◆ INPUT ◆

Begin

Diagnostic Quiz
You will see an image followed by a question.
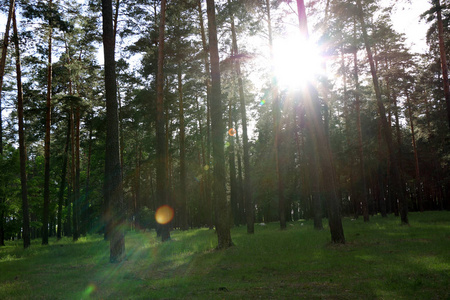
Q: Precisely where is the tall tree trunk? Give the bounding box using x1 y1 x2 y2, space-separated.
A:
12 8 30 248
73 106 83 241
435 0 450 127
56 116 72 240
206 0 233 249
353 41 369 222
70 108 78 241
156 0 170 242
227 97 237 223
81 116 93 234
231 11 255 234
178 65 189 230
102 0 125 263
0 0 14 246
234 121 244 225
197 0 214 229
405 90 423 212
356 0 408 224
266 0 286 230
42 0 53 245
297 0 345 244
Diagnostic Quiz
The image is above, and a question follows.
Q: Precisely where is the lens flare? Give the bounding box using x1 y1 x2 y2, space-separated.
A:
155 205 174 225
84 283 97 297
228 128 236 136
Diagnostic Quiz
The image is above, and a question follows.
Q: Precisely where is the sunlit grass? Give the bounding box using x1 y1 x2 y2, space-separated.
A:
0 212 450 299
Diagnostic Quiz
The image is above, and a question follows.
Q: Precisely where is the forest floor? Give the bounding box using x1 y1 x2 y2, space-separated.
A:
0 212 450 299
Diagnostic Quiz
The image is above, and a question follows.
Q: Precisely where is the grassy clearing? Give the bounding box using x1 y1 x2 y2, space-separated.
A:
0 212 450 299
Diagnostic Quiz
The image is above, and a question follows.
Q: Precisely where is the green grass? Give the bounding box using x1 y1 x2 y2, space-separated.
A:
0 212 450 299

End

◆ EXERCISE REQUIREMENTS ◆
Reproduce every record above exactly, omitting the pictures.

◆ SOLVED PROBLEM ◆
Diagnostic Quiz
You will see an image followed by a question.
Q: Precisely where is the tall tree trunk? Give the bounding box using x1 y1 x2 y2, space-separated.
A:
12 8 30 248
73 106 83 241
435 0 450 127
56 116 72 240
206 0 233 249
353 41 369 222
70 108 78 241
156 0 170 242
227 97 237 223
81 116 93 234
231 11 255 234
178 65 189 230
102 0 125 263
0 0 14 246
234 121 244 225
197 0 214 229
405 90 423 212
356 0 408 224
266 0 286 230
42 0 53 245
297 0 345 244
Diagnostic Quiz
The image is above, and a question follows.
Q: Precisely where is the lens flare? Give the bounding box using x1 y1 x2 y2, space-separated.
A:
155 205 174 225
84 283 97 297
228 128 236 136
Diagnostic Quiz
The image is above, and a question follows.
Q: Precisely where is the sunlit grass? Give the bounding box using x1 y1 x2 y2, space-separated.
A:
0 212 450 299
Diagnostic Quiz
The image is above, and a question follows.
Q: Precisely where is the forest floor? Give the bounding box using x1 y1 x2 y2, space-separated.
A:
0 212 450 299
Diagnostic Quiz
The image is above, and a question follows.
Q: Precisely where is the grassy clearing? Give the bounding box using x1 y1 x2 y2, space-separated.
A:
0 212 450 299
Diagnostic Quiz
The image is above, and a question follows.
Q: Precisely where is the green grass? Give the bounding box using x1 y1 x2 y2, space-separated.
A:
0 212 450 299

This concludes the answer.